--- Exercise brief ---
Wherever the string "evergreen" appears in a line of the listing below, report that line.

------ Task material ------

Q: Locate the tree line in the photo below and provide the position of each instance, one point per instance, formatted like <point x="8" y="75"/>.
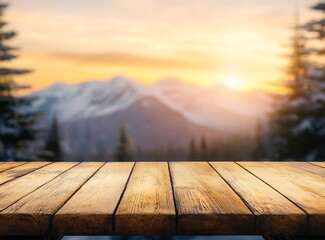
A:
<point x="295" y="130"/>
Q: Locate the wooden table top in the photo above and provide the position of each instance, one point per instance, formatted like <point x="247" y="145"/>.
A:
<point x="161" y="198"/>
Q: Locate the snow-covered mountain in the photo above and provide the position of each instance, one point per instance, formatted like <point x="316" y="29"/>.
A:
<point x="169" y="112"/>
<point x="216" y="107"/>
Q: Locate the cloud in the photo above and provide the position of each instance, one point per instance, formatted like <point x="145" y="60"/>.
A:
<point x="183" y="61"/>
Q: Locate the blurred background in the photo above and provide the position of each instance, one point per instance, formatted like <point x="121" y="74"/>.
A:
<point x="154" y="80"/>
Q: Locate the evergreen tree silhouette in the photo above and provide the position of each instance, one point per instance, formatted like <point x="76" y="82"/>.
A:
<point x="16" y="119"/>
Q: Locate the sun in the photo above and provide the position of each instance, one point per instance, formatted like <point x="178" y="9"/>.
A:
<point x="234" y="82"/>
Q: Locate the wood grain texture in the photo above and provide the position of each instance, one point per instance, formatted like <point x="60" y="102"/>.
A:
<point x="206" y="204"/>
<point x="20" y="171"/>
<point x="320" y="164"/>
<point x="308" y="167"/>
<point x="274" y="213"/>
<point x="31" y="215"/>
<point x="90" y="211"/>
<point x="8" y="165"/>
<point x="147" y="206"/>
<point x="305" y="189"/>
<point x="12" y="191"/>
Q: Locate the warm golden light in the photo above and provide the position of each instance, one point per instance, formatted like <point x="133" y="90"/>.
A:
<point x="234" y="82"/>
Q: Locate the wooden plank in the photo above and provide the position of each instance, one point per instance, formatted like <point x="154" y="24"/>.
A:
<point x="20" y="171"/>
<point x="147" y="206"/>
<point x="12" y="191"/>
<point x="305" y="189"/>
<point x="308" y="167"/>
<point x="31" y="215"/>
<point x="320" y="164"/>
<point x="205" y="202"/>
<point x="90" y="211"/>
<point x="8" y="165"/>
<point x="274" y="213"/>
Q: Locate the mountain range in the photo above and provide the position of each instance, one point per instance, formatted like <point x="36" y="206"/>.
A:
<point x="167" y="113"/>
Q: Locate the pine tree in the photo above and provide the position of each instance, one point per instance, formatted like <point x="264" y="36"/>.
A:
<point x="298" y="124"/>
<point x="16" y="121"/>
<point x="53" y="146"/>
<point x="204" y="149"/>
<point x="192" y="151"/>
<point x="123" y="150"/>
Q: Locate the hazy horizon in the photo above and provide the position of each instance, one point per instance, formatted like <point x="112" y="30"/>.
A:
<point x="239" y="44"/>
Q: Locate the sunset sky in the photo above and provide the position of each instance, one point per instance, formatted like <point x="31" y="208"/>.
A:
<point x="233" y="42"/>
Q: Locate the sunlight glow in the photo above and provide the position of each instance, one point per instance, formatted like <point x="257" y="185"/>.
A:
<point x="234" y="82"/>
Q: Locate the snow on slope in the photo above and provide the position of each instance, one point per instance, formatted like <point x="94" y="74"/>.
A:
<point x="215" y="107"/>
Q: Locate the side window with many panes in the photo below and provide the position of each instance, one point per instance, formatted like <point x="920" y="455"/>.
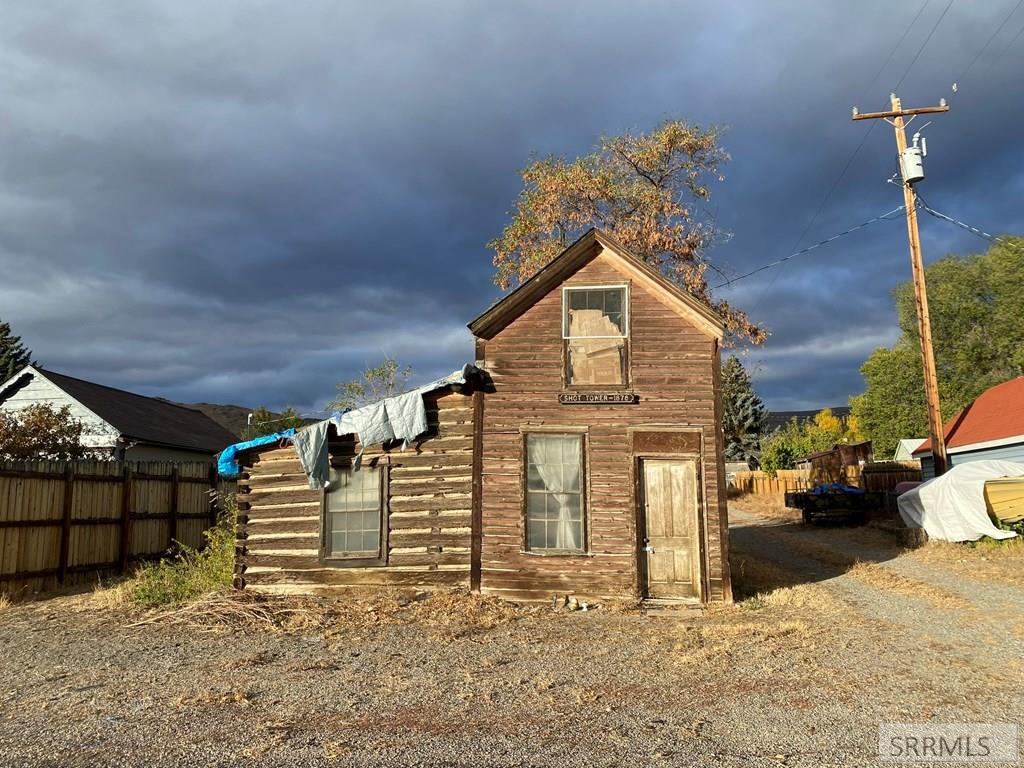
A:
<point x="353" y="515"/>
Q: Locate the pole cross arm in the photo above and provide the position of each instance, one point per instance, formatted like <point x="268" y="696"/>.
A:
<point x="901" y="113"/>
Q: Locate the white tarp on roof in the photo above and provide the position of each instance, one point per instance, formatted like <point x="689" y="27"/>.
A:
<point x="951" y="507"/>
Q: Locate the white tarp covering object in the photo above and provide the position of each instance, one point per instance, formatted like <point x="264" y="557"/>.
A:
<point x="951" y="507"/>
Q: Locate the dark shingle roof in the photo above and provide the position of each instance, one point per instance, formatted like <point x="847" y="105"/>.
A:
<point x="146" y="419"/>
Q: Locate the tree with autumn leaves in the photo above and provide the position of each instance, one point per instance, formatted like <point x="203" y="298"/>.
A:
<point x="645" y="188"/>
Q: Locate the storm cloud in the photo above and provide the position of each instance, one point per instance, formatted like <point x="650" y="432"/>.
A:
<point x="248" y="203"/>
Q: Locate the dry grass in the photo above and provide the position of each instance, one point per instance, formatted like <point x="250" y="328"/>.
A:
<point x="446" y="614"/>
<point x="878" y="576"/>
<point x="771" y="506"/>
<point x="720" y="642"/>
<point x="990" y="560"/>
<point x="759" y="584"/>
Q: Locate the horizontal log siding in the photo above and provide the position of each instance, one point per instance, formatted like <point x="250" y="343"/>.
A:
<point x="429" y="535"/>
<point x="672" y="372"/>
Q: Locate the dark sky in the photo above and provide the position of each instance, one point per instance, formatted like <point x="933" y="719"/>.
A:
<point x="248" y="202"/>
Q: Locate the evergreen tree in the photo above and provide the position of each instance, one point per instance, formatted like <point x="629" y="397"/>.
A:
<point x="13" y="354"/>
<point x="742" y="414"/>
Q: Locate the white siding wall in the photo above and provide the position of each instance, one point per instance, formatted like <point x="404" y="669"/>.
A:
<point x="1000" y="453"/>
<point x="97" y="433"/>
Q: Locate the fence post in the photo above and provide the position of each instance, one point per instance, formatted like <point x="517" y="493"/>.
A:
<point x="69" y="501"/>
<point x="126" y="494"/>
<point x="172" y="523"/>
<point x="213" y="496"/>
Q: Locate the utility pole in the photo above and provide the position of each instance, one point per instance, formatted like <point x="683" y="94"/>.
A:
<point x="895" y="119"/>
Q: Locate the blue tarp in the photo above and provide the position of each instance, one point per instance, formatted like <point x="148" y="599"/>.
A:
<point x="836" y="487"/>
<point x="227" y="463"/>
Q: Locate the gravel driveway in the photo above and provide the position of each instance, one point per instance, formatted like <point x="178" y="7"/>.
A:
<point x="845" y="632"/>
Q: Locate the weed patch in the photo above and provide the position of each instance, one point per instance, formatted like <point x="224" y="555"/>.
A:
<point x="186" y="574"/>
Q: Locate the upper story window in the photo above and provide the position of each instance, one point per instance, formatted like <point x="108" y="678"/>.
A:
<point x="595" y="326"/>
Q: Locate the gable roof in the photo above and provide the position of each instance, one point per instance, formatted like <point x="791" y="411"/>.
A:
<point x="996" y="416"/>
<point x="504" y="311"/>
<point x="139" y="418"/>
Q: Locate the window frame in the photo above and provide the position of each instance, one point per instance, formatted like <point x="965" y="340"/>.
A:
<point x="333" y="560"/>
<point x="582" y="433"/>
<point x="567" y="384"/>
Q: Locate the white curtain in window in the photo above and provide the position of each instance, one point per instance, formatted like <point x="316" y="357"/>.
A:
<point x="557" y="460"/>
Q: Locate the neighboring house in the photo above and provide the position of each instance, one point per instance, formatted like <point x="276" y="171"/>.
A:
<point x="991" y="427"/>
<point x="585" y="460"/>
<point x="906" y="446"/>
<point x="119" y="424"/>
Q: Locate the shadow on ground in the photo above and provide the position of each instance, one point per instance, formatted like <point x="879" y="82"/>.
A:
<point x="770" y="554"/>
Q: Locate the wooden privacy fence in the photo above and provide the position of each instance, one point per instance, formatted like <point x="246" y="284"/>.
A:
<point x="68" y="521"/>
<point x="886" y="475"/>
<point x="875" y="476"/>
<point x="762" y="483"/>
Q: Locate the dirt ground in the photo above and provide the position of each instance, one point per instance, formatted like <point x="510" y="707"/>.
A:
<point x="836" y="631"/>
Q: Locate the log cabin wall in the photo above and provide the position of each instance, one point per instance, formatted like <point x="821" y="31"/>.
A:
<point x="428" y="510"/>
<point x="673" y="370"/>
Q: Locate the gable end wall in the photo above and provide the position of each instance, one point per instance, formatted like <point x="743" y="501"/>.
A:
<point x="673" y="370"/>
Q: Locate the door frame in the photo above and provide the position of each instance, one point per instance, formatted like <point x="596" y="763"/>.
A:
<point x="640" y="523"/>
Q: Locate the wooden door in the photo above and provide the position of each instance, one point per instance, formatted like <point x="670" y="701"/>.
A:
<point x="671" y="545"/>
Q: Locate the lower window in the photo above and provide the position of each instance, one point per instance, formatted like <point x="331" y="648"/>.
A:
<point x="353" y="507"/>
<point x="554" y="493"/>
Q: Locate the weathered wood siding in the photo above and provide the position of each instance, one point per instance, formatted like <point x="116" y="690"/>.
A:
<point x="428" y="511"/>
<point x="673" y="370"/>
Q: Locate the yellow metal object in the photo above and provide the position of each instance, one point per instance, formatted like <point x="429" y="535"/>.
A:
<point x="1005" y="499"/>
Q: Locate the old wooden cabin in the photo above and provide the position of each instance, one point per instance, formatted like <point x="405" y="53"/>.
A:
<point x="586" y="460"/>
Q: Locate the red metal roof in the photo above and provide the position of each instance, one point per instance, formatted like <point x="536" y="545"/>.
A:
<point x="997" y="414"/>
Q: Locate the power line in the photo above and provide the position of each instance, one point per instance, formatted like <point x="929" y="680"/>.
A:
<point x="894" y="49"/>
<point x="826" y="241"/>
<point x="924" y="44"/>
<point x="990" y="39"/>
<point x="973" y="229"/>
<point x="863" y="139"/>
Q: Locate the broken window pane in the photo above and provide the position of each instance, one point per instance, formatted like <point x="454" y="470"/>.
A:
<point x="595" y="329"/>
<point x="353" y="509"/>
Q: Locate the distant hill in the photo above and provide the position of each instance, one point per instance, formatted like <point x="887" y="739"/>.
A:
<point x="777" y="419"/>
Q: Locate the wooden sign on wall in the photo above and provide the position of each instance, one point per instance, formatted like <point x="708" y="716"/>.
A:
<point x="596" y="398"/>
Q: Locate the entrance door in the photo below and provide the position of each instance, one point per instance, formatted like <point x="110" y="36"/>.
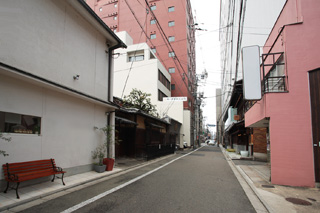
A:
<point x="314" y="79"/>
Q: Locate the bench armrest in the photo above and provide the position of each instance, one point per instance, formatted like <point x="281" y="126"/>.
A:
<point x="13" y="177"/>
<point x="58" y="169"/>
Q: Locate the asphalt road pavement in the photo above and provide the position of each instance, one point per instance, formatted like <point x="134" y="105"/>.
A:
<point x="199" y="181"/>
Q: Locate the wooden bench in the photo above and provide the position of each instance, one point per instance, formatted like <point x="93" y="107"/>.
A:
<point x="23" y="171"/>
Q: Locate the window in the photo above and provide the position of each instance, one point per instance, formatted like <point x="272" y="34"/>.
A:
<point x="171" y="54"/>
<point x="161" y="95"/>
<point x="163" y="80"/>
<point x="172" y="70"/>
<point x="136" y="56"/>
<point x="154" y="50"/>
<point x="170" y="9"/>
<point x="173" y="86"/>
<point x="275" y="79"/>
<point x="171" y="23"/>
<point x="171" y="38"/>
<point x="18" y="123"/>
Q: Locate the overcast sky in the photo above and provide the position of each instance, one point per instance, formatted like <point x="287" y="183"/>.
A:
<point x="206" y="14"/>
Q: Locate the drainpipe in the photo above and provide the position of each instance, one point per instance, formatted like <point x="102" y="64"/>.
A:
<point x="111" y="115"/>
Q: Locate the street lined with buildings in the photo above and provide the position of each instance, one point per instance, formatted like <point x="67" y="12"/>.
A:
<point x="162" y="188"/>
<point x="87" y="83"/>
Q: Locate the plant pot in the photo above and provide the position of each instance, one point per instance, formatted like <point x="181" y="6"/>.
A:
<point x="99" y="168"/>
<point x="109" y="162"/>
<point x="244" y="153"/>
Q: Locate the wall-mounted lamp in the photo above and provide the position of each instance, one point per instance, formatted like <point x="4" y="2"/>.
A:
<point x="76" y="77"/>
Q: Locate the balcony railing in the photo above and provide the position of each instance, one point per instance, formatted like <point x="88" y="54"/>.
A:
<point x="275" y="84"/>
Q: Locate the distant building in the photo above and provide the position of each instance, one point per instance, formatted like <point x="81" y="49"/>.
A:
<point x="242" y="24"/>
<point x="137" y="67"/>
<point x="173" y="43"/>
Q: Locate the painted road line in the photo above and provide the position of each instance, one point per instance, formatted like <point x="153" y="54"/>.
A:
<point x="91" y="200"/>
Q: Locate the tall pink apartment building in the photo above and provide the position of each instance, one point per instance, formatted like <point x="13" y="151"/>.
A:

------

--- Answer to the exercise ---
Q: Locate the evergreen tree silhouette in the photo above and provide the position of each instance, one point per instance, formatted like <point x="76" y="82"/>.
Q: Locate the evergreen tree in the photo above and provide the position of each instance, one point per instance, formatted like <point x="629" y="397"/>.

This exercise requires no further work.